▶ [Exercise instructions] Copy word for word the part of the clinical trial protocol chatbot page below, starting with "CSP document digitalization" and going on through "for illustration only)".

Agentic AI and LLM application: LLM application accelerating unstructured clinical trial document (CSPs) development
A proof-of-concept (PofC) chatbot using agentic AI and AWS to accelerate clinical trial protocol document workflows
Tools & Techniques
Python (LangChain
/LangGraph
, pymupdf
), AWS Bedrock Agent, AWS Sagemaker, AWS Sandbox, FastAPI
, GitHub
Summary
Clinical study protocols (CSPs) are essential for maintaining both the integrity and scientific validity of clinical trials. Examples can be found here. However, CSP development is often a complex and time-intensive process for pharmacetical companies: it requires deep disease-specific expertise for accurate trial design, aligning with best practices established in previous trials, and consistency with organizational standards and regulatory requirements.
Currently, using general chat applications like ChatGPT to extract and summarize clinical study protocols poses significant challenges: they lack domain-specific training, often miss critical regulatory and contextual nuances, and struggle with diverse document formats and data types. As a result, the extracted information can be incomplete, non-reproducible, or misleading.
To streamline the handling of unstructured CSP documents and improve the quality of information extraction and summarization, I explored AI-assisted ETL processes leveraging advanced techniques such as Retrieval-Augmented Generation (RAG), foundation models, and AI agents. To ensure accessibility and ease of use, I deployed a conversational AI chatbot capable of performing these tasks interactively. This approach is designed to support statisticians in accelerating the development of high-quality clinical trial protocols.
CSP document digitalization
Tasks include: loading unstructured PDF to structured vectordatase, extraction of primary objective, endpoints, assessments/flowchart (tables) and basic trial information extraction, clinical assessment ontologies mapping, etc.
AI Agent Development
Utilized RAG framework (via LangChain
and LangGraph
Graph API), and FastAPI as interactive API server. The RAG was integrated with a LLM model (Claude 3.5 Sonnet) via AWS bedrock agent, enabling the generation of responses to user queries while providing relevant references if needed.
Flow Chart
- Overview of agentic ai & RAG structure (simiplified for illustration only)
Primary Notice: The original chatbot was deployed using company-hosted cloud services.

▶ [Data for analysis]
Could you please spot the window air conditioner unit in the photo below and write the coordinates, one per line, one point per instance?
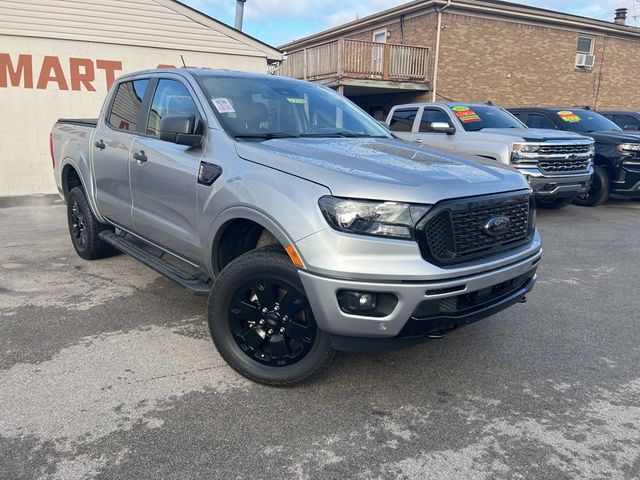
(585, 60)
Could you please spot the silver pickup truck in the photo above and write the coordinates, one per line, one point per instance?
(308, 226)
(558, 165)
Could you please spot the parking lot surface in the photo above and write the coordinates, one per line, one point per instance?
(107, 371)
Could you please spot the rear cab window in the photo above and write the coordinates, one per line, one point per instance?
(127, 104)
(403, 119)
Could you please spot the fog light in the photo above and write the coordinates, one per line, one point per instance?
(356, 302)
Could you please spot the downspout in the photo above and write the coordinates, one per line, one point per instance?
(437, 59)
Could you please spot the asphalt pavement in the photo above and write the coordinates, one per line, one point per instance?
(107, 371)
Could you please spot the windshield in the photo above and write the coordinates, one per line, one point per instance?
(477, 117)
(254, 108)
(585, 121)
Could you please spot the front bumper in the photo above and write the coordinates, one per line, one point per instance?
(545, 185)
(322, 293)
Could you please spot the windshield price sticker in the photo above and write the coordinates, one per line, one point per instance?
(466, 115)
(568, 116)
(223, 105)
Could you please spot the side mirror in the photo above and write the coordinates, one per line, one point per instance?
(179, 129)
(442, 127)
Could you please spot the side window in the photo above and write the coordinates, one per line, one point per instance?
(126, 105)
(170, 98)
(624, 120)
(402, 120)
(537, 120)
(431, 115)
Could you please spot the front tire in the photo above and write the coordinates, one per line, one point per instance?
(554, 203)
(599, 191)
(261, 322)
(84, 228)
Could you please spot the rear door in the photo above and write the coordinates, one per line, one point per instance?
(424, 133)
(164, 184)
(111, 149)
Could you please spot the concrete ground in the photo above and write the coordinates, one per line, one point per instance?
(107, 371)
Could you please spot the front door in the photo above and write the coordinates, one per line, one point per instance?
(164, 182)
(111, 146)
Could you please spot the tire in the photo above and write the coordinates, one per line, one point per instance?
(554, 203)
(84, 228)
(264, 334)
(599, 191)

---

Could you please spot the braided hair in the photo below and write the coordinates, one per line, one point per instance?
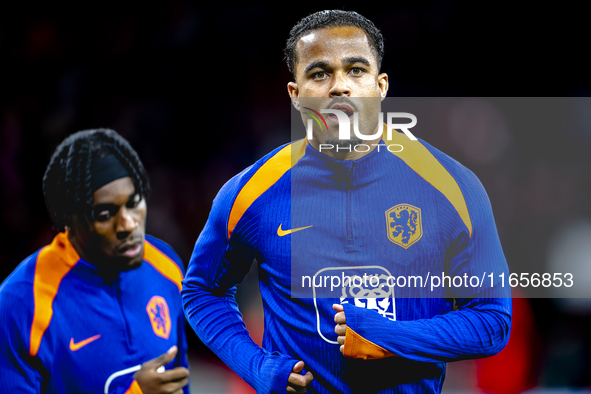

▶ [Response]
CSP document digitalization
Tasks include: loading unstructured PDF to structured vectordatase, extraction of primary objective, endpoints, assessments/flowchart (tables) and basic trial information extraction, clinical assessment ontologies mapping, etc.
AI Agent Development
Utilized RAG framework (via LangChain
and LangGraph
Graph API), and FastAPI as interactive API server. The RAG was integrated with a LLM model (Claude 3.5 Sonnet) via AWS bedrock agent, enabling the generation of responses to user queries while providing relevant references if needed.
Flow Chart
- Overview of agentic ai & RAG structure (simiplified for illustration only)